═════ Dataset extract

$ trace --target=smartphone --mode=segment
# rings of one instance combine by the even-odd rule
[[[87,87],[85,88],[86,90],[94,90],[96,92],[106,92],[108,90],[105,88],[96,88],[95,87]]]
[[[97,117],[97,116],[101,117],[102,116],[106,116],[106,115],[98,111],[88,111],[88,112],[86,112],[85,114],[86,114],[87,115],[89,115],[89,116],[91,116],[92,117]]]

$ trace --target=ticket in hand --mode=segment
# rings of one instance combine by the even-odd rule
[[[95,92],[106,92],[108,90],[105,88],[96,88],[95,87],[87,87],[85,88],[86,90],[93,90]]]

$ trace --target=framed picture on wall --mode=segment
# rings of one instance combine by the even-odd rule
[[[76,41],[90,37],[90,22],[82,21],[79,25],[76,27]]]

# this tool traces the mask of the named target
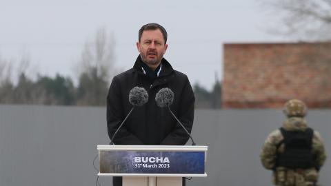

══════════

_Task objective_
Print all of the data above line for line without changing anything, but leave out any pictures.

_Expected answer_
$ trace --target=smartphone --mode=segment
# rings of one instance combine by the even-odd rule
[[[87,87],[85,88],[86,90],[94,90],[96,92],[106,92],[108,90],[105,88],[96,88],[95,87]]]
[[[97,117],[97,116],[101,117],[102,116],[106,116],[106,115],[98,111],[88,111],[88,112],[86,112],[85,114],[86,114],[87,115],[89,115],[89,116],[91,116],[92,117]]]

$ trace --target=ticket in hand --mode=segment
# rings of one instance combine by the even-odd rule
[[[95,92],[106,92],[108,90],[105,88],[96,88],[95,87],[87,87],[85,88],[86,90],[93,90]]]

$ trace --target=framed picture on wall --mode=segment
# rings of one instance combine by the even-odd rule
[[[76,41],[90,37],[90,22],[82,21],[79,25],[76,27]]]

# this tool traces the mask of the named target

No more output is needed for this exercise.